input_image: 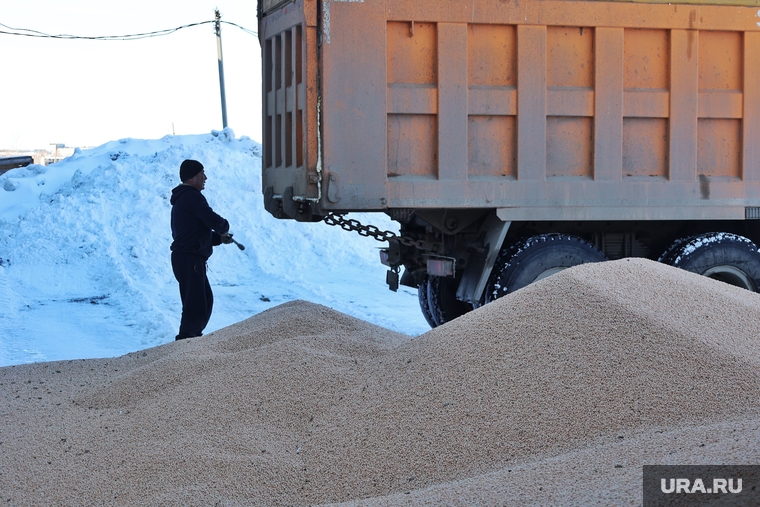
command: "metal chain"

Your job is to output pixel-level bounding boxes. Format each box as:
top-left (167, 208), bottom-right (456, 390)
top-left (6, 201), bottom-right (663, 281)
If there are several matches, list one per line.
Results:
top-left (323, 213), bottom-right (433, 251)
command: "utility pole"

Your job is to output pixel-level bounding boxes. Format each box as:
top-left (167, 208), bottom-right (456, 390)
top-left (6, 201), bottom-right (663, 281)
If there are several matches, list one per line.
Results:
top-left (214, 9), bottom-right (227, 128)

*Exercise directions*
Rewrite all the rows above with "bounding boxes" swapped for "rectangles" and every other part unchanged, leaving out the pictures.

*Task output*
input_image: 
command: "metal chain"

Your job is to output pixel-level rectangles. Format each box as:
top-left (167, 208), bottom-right (456, 390)
top-left (6, 201), bottom-right (663, 281)
If there are several matches, list one per line.
Results:
top-left (323, 213), bottom-right (433, 251)
command: "utility pole"

Your job is to output pixel-level rectangles. Format each box as:
top-left (167, 208), bottom-right (456, 390)
top-left (6, 201), bottom-right (663, 281)
If there are several matches, list one per line.
Results:
top-left (214, 9), bottom-right (227, 128)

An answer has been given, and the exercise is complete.